§ Rows

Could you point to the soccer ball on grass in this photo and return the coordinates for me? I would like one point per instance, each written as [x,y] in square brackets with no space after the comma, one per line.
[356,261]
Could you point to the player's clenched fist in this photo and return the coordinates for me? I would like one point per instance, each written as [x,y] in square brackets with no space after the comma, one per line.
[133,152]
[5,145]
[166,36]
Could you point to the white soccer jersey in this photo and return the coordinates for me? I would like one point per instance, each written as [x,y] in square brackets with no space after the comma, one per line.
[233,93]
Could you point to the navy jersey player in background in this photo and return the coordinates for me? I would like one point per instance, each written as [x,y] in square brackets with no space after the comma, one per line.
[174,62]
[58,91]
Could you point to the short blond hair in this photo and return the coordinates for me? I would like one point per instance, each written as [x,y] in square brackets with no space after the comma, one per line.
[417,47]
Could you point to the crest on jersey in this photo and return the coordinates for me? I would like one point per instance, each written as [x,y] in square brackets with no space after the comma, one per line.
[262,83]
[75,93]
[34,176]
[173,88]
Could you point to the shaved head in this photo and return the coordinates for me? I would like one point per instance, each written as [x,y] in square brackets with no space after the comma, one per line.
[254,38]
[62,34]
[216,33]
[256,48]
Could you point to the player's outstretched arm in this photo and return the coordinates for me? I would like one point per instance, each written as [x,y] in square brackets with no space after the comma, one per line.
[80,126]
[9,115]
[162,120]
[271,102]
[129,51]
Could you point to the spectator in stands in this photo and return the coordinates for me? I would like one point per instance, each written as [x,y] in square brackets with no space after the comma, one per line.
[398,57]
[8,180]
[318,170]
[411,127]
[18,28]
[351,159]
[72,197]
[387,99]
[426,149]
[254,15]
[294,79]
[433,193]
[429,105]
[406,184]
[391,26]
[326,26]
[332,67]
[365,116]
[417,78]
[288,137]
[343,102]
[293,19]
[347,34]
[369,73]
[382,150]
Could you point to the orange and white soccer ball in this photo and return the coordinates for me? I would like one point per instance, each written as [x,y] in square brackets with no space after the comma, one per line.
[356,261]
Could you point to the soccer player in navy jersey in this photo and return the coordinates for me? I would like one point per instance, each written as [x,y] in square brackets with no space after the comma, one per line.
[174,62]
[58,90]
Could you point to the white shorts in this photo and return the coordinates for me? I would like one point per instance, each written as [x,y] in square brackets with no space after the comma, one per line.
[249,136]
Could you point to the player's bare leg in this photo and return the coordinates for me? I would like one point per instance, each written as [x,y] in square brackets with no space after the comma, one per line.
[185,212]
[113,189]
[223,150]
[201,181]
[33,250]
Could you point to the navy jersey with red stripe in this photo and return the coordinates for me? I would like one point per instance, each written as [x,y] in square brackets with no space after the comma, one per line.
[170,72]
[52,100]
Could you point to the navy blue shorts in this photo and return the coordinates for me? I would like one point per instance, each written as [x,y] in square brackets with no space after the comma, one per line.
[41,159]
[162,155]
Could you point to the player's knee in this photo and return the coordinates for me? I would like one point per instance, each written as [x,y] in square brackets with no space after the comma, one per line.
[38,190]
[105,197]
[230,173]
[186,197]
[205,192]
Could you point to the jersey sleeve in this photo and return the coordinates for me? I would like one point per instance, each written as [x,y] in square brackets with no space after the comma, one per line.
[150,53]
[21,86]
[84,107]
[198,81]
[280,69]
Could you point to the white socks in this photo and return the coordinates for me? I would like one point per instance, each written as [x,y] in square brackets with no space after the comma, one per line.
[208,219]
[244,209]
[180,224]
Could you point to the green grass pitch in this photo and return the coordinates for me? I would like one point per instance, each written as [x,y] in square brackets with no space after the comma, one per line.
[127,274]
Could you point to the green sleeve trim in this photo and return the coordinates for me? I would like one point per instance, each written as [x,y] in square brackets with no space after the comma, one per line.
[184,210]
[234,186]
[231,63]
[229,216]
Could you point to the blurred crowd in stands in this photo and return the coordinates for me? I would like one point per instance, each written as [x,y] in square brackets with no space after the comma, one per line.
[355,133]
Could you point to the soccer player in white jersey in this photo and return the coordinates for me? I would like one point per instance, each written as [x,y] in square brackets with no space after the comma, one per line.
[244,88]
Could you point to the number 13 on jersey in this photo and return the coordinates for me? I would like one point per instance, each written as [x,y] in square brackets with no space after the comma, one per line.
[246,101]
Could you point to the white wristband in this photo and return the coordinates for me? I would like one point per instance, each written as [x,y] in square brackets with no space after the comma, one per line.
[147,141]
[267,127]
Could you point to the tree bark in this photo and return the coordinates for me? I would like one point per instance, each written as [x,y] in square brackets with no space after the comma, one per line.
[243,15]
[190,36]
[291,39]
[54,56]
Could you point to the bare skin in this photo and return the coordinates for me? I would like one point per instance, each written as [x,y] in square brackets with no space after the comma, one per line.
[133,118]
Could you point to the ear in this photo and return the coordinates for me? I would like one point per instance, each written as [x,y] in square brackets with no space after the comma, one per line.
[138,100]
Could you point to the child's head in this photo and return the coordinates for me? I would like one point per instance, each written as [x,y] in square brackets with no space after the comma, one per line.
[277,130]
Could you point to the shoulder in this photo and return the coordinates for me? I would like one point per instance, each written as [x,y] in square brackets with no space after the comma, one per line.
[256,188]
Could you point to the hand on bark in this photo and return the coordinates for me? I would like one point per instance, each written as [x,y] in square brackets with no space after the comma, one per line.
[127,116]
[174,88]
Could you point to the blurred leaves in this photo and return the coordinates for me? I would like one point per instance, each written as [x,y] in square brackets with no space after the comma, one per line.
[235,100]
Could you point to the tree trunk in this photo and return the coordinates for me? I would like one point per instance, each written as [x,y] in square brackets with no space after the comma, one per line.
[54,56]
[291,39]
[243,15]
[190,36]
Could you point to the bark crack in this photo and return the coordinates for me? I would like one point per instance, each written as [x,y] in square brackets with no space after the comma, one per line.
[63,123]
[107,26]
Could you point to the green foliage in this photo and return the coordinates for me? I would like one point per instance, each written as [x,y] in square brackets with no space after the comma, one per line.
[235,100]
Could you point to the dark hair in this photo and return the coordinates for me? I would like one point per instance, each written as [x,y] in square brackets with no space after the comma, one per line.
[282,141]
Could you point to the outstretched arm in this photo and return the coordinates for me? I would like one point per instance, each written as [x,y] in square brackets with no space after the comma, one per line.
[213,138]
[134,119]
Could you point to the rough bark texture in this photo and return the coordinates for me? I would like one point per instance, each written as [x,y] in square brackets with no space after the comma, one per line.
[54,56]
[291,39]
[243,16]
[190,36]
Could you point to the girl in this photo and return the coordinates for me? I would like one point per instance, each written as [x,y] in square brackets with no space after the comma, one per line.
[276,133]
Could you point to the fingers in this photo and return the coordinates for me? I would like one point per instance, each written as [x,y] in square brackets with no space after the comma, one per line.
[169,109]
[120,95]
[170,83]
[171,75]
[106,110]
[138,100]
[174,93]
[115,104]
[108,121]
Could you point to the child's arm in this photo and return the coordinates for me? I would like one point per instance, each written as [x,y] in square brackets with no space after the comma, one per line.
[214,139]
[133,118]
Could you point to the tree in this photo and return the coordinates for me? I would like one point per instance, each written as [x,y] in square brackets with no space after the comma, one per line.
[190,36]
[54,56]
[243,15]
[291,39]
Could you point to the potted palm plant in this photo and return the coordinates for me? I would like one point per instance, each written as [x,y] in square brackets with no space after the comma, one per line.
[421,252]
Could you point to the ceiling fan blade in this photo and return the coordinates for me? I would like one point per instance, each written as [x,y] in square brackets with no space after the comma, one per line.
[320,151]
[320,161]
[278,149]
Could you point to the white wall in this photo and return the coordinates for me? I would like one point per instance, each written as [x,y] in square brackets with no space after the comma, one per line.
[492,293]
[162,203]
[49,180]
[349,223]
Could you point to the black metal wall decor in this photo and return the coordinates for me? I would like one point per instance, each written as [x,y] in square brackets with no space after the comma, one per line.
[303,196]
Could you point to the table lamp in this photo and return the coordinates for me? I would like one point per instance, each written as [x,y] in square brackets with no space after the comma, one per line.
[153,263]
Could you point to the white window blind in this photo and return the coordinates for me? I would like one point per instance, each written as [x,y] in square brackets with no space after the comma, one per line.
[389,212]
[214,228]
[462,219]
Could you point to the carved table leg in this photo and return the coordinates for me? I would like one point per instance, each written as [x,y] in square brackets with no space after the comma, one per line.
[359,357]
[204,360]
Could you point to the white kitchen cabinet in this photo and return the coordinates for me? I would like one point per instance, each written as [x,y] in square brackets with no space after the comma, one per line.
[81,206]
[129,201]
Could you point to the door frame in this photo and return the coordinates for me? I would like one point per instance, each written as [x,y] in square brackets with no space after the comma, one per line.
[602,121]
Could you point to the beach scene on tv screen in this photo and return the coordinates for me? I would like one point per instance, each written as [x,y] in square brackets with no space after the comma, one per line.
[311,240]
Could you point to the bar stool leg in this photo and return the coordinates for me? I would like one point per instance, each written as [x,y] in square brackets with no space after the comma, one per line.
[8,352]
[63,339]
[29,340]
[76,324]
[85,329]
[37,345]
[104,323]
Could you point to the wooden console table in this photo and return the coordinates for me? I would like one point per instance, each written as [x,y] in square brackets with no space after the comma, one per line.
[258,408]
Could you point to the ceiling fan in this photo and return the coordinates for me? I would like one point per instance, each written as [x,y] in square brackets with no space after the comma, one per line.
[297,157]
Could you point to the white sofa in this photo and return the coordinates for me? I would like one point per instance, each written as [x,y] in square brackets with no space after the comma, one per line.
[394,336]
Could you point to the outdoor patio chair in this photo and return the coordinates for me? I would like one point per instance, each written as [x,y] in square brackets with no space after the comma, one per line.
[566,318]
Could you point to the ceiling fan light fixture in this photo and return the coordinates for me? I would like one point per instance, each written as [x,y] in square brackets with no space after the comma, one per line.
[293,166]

§ Task directions
Begin with the line that contains "Could you point to the bar stool" and end with the last line of the records; set down every line in that span exactly, and nothing else.

§ Task solution
Could you point to the bar stool leg in this photo and return the coordinates for me? I would like one point per instance, each written as [x,y] in square brackets with no space after the comma, one per line.
[8,352]
[63,339]
[29,340]
[76,324]
[85,329]
[37,345]
[104,323]
Could you point to the wooden console table in this photo and return the coordinates for me? I would like one point per instance, each written as [x,y] in square brackets with no space after the comma, one per line.
[258,408]
Could you point to the ceiling fan in this photo and return the coordinates for me? I would like one point per instance, each written as [x,y] in square brackets with no space after the comma, one per line.
[297,157]
Could you point to the white sofa in this photo and return the coordinates for me? I would like one point per instance, each written as [x,y] in square brackets with no space after the comma, one per line.
[394,336]
Could you point to the outdoor patio chair in this photo and return the coordinates for me? I would like one point per instance, each written as [x,y] in square brackets with no space after the comma, one per line.
[566,318]
Could you point to the ceiling fan light fixture in this photo and return the coordinates for me? I would like one point per instance, each written as [x,y] in square brackets with no space after the comma, one per line.
[293,166]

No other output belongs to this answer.